## YOUR INSTRUCTIONS
I would like the number of lines in the data that contain the word "overcast". Please give that number alone.

*** Opening STUDY MATERIAL ***

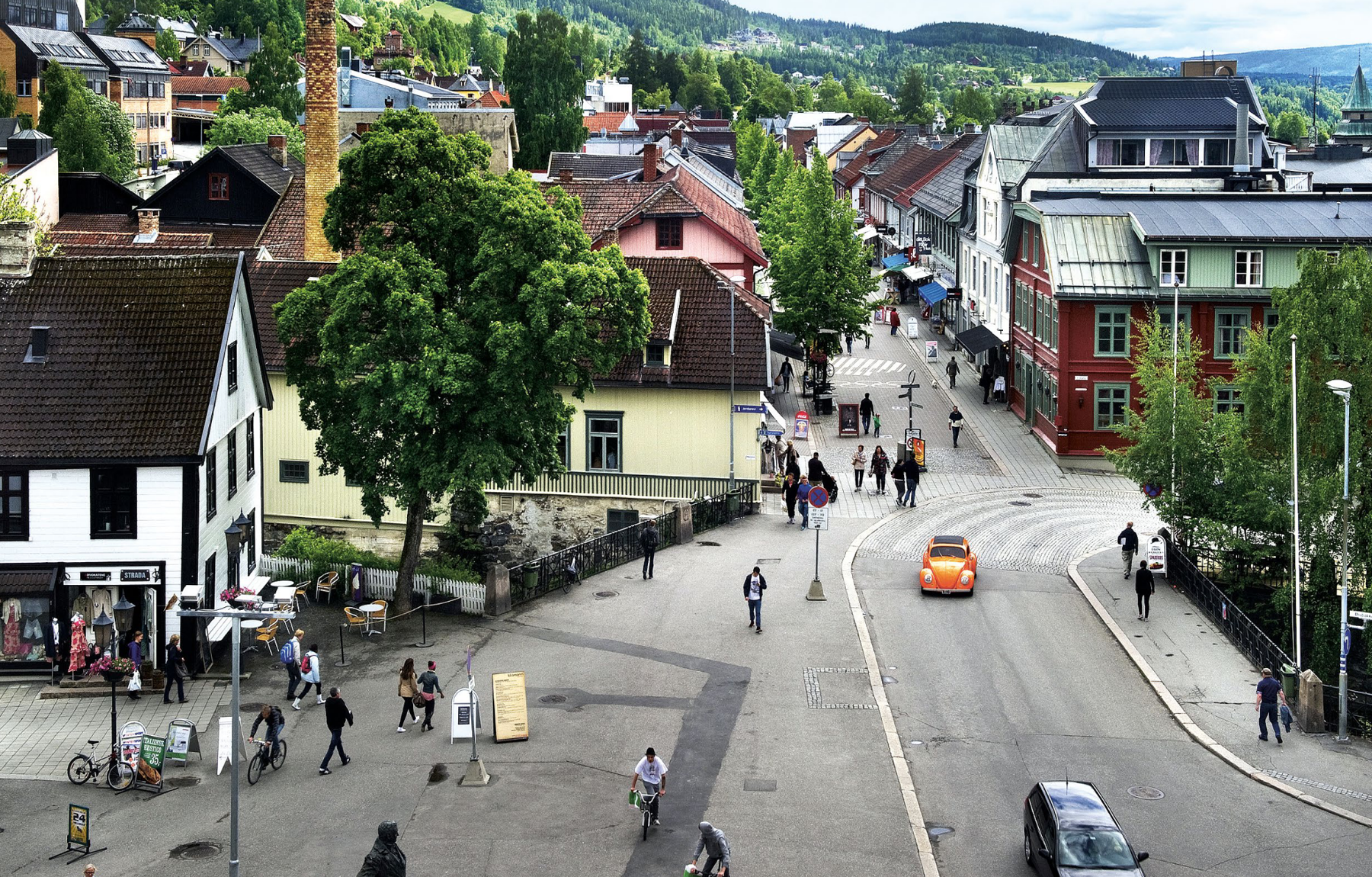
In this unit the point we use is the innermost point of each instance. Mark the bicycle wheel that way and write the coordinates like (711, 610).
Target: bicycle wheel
(280, 757)
(80, 769)
(120, 776)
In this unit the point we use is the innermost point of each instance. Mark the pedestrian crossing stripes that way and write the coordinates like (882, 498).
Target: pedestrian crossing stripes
(862, 365)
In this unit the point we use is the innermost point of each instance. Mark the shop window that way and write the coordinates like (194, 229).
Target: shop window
(14, 504)
(114, 493)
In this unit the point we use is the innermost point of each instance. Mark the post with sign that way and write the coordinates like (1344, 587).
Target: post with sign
(819, 520)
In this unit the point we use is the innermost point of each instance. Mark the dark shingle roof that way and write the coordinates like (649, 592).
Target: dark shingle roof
(132, 356)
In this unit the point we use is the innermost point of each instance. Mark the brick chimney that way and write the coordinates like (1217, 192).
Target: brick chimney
(276, 147)
(649, 162)
(322, 124)
(149, 220)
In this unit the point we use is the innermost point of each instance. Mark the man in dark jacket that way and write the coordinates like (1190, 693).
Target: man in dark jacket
(335, 714)
(754, 588)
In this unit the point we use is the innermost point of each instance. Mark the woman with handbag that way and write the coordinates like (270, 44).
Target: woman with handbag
(428, 685)
(175, 670)
(408, 692)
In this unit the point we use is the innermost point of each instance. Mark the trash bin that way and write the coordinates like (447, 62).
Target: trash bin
(1290, 684)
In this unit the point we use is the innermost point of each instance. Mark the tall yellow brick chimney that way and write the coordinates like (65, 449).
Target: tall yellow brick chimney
(322, 124)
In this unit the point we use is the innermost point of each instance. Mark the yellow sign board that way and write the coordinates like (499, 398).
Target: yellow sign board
(511, 705)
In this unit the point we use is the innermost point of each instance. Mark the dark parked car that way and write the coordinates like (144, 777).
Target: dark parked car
(1070, 832)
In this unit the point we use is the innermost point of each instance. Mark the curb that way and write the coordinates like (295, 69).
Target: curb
(888, 724)
(1179, 712)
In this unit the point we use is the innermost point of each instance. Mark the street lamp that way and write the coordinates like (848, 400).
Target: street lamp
(1344, 390)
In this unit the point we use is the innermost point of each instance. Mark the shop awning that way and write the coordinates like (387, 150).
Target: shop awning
(933, 293)
(977, 339)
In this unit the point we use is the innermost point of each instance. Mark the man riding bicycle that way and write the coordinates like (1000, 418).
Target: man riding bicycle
(274, 722)
(652, 770)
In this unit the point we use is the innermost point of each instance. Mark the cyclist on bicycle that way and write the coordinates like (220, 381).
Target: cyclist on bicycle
(274, 722)
(652, 770)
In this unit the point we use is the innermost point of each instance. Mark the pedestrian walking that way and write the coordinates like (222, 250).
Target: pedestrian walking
(406, 689)
(790, 493)
(715, 847)
(175, 670)
(648, 540)
(428, 686)
(1269, 693)
(880, 465)
(335, 715)
(754, 586)
(1143, 588)
(310, 676)
(1128, 541)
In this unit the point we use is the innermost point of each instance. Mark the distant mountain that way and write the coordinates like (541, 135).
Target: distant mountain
(1330, 59)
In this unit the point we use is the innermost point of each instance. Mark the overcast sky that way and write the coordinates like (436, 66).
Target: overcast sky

*** Closing STUDY MATERIAL ***

## RESPONSE
2